Instructions for the task — All of the lines below should be copied word for word.

Data entries:

•••

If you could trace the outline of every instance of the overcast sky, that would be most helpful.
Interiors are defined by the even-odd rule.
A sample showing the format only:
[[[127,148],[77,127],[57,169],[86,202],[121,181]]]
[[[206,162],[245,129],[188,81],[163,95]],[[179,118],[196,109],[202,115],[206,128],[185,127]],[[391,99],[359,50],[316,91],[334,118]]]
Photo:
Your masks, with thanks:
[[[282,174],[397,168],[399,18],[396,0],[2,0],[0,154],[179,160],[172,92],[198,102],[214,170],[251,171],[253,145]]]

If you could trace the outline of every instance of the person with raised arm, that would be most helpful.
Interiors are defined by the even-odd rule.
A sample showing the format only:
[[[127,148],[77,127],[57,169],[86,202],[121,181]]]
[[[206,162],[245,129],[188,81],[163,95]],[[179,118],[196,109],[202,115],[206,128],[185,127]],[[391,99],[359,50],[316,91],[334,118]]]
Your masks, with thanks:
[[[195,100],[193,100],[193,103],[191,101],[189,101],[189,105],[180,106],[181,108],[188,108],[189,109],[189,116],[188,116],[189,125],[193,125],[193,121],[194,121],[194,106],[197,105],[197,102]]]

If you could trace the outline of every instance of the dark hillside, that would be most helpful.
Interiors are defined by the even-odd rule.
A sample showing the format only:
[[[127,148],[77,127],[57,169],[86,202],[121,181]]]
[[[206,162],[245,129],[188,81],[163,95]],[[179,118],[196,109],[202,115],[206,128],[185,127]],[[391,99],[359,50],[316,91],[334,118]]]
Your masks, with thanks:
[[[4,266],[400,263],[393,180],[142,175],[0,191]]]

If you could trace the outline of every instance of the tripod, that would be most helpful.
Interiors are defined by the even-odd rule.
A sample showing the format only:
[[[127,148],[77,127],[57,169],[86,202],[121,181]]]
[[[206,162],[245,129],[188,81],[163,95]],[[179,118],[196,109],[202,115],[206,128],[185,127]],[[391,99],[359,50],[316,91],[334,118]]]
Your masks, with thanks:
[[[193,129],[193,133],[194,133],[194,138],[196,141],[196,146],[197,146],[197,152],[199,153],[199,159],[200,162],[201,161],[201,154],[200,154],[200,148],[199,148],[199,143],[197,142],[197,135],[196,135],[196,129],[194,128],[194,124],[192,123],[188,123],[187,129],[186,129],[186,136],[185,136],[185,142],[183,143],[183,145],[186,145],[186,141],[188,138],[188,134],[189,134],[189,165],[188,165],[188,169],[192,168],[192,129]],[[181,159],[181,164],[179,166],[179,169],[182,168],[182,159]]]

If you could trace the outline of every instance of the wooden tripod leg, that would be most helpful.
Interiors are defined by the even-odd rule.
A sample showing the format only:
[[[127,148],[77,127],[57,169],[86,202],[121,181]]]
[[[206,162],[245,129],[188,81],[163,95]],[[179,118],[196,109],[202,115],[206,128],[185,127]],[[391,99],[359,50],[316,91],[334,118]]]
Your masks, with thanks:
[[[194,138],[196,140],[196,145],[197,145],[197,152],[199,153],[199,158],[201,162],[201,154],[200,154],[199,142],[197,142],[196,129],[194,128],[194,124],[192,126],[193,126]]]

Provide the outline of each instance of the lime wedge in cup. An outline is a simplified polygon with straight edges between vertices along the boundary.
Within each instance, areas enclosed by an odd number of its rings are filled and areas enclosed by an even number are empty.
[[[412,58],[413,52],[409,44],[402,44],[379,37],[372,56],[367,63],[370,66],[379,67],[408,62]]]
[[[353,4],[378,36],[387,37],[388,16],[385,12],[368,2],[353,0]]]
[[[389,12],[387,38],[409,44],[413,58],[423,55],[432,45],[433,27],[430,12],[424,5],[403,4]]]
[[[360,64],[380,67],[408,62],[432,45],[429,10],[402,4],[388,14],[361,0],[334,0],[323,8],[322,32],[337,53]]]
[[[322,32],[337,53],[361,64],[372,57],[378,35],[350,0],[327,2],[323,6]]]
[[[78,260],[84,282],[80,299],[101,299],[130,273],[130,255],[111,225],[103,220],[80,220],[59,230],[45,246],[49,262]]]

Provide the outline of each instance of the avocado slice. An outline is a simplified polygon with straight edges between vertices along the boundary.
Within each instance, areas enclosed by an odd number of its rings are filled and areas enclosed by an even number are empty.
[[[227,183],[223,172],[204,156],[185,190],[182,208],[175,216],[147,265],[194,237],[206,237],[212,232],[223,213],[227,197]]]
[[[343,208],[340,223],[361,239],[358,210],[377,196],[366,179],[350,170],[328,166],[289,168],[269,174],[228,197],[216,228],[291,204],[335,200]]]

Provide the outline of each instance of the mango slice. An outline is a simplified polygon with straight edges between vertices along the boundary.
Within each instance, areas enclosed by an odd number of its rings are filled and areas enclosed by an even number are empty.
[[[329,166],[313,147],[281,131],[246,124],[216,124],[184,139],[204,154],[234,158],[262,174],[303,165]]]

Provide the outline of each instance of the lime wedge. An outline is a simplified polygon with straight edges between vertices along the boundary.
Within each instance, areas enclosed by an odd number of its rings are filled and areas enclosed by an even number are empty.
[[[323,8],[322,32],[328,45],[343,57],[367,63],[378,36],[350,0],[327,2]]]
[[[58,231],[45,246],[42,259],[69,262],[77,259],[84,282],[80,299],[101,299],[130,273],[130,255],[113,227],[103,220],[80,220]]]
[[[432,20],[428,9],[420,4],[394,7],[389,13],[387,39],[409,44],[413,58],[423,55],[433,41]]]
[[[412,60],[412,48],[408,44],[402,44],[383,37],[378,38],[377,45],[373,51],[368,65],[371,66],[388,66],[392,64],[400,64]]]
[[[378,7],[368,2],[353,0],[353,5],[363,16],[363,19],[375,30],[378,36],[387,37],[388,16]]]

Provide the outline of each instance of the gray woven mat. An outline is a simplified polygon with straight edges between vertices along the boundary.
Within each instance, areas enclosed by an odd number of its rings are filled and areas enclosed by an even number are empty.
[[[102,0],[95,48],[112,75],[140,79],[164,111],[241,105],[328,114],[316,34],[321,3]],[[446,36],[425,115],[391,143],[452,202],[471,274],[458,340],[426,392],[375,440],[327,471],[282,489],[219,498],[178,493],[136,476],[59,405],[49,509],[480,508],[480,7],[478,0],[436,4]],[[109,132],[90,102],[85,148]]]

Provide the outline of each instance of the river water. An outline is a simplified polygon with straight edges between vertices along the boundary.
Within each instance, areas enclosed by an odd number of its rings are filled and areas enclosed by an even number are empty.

•••

Task response —
If you could trace the outline of every instance of the overcast sky, that would be most helpful.
Interiors are defined by the even-odd rule.
A sample showing the format only:
[[[127,148],[77,127],[57,169],[86,202],[121,181]]]
[[[206,162],[245,129],[188,81],[163,95]],[[179,118],[196,109],[202,115],[206,128],[185,127]],[[391,99],[359,50],[316,91],[334,118]]]
Photo:
Your masks, with thanks:
[[[282,174],[397,168],[399,18],[396,0],[2,0],[0,154],[179,160],[172,92],[198,102],[214,170],[251,171],[253,145]]]

If you could trace the outline of every instance of the person with raised arm, that would be most helpful.
Interiors are defined by the even-odd rule.
A sample showing the format only:
[[[127,148],[77,127],[57,169],[86,202],[121,181]]]
[[[206,162],[245,129],[188,81],[163,95]],[[179,118],[196,109],[202,115],[206,128],[185,127]],[[391,99],[359,50],[316,91],[334,118]]]
Your masks, with thanks:
[[[195,100],[193,100],[193,103],[191,101],[189,101],[189,105],[180,106],[181,108],[188,108],[189,109],[189,116],[188,116],[189,125],[193,125],[193,121],[194,121],[194,106],[197,105],[197,102]]]

If you could trace the outline of every instance of the dark hillside, that would be most helpful.
Interiors are defined by the even-odd rule.
A sample showing the format only:
[[[127,148],[77,127],[57,169],[86,202],[121,181]]]
[[[206,162],[245,129],[188,81],[163,95]],[[179,118],[196,109],[202,115],[206,128],[185,127]],[[391,99],[359,50],[316,91],[334,118]]]
Your masks, with thanks:
[[[4,266],[400,263],[393,180],[142,175],[0,191]]]

If you could trace the outline of every instance of the tripod, that would be most helpful.
Interiors are defined by the even-odd rule.
A sample showing the format only:
[[[127,148],[77,127],[57,169],[86,202],[121,181]]]
[[[206,162],[245,129],[188,81],[163,95]],[[179,118],[196,109],[202,115],[206,128],[185,127]],[[391,99],[359,50],[316,91],[334,118]]]
Your masks, with thanks:
[[[193,129],[193,133],[194,133],[194,138],[196,141],[196,146],[197,146],[197,152],[199,153],[199,159],[200,162],[201,161],[201,154],[200,154],[200,148],[199,148],[199,143],[197,142],[197,135],[196,135],[196,129],[194,128],[194,124],[192,123],[188,123],[187,129],[186,129],[186,136],[185,136],[185,142],[183,143],[183,145],[186,145],[186,141],[188,138],[188,134],[189,134],[189,165],[188,165],[188,169],[192,168],[192,129]],[[181,159],[181,164],[179,166],[179,169],[182,168],[182,159]]]

If you could trace the outline of every instance of the wooden tripod leg, that would be most helpful.
Interiors are defined by the even-odd rule.
A sample showing the format only:
[[[127,148],[77,127],[57,169],[86,202],[121,181]]]
[[[206,162],[245,129],[188,81],[163,95]],[[179,118],[196,109],[202,115],[206,128],[185,127]],[[391,99],[359,50],[316,91],[334,118]]]
Your masks, with thanks:
[[[194,138],[196,140],[196,145],[197,145],[197,152],[199,153],[199,158],[201,162],[201,154],[200,154],[199,142],[197,142],[196,129],[194,128],[194,124],[192,126],[193,126]]]

Provide the outline of each instance of the lime wedge in cup. An outline is a simplified polygon with straight edges between vertices along the boundary.
Within each instance, areas enclosed by an odd number of its rings are filled and areas enclosed by an even number are empty.
[[[412,58],[413,52],[409,44],[402,44],[379,37],[372,56],[367,63],[370,66],[379,67],[408,62]]]
[[[353,4],[378,36],[387,37],[388,16],[385,12],[368,2],[353,0]]]
[[[389,12],[387,38],[409,44],[413,58],[423,55],[432,45],[433,27],[430,12],[424,5],[403,4]]]
[[[360,64],[380,67],[408,62],[432,45],[429,10],[402,4],[388,14],[361,0],[334,0],[323,8],[322,32],[337,53]]]
[[[322,32],[337,53],[361,64],[372,57],[378,35],[350,0],[327,2],[323,6]]]
[[[78,260],[84,282],[80,299],[101,299],[130,273],[130,255],[111,225],[103,220],[80,220],[59,230],[45,246],[49,262]]]

Provide the outline of each instance of the avocado slice. An outline is a simplified polygon with straight edges between vertices along the boundary.
Within each instance, areas enclosed by an odd number of its rings are filled and areas enclosed by an even number are empty.
[[[227,183],[223,172],[204,156],[185,190],[182,208],[175,216],[147,265],[194,237],[206,237],[212,232],[223,213],[227,197]]]
[[[343,208],[340,223],[361,239],[358,210],[377,196],[366,179],[350,170],[328,166],[289,168],[269,174],[228,197],[216,228],[291,204],[335,200]]]

Provide the outline of each instance of the mango slice. An outline is a simplified polygon with straight edges between vertices along the boundary.
Within each instance, areas enclosed by an odd number of its rings are filled and areas enclosed by an even number are empty.
[[[329,166],[313,147],[281,131],[246,124],[216,124],[184,139],[204,154],[234,158],[262,174],[303,165]]]

Provide the outline of each instance of the lime wedge. An outline is a simplified polygon with straight edges between vertices along the boundary.
Within each instance, areas enclosed by an odd number of its rings are filled and areas enclosed by an even number are empty.
[[[323,8],[322,32],[328,45],[343,57],[367,63],[378,36],[350,0],[327,2]]]
[[[58,231],[45,246],[42,259],[69,262],[77,259],[84,282],[80,299],[101,299],[130,273],[130,255],[113,227],[103,220],[80,220]]]
[[[432,20],[428,9],[420,4],[394,7],[389,13],[387,39],[409,44],[413,58],[423,55],[433,41]]]
[[[412,60],[412,48],[408,44],[402,44],[383,37],[378,38],[377,45],[373,51],[368,65],[371,66],[388,66],[392,64],[400,64]]]
[[[378,7],[368,2],[353,0],[353,5],[363,16],[363,19],[375,30],[378,36],[387,37],[388,16]]]

Provide the outline of each instance of the gray woven mat. An outline is a simplified polygon with straight edges between vertices along the boundary.
Within each instance, areas enclosed by an odd number of its rings are filled and areas enclosed by an even number are empty.
[[[102,0],[95,48],[112,75],[140,79],[164,111],[241,105],[328,114],[316,34],[321,3]],[[446,36],[425,115],[391,143],[452,202],[471,274],[458,340],[426,392],[375,440],[327,471],[282,489],[219,498],[178,493],[136,476],[59,405],[49,509],[480,508],[480,7],[478,0],[436,4]],[[109,132],[90,102],[85,148]]]

Provide the outline of each instance of the river water. An outline is a simplified polygon with straight edges between vertices along the boundary.
Within each instance, areas enclosed by an odd number of its rings are filled and areas enclosed by an even number are empty.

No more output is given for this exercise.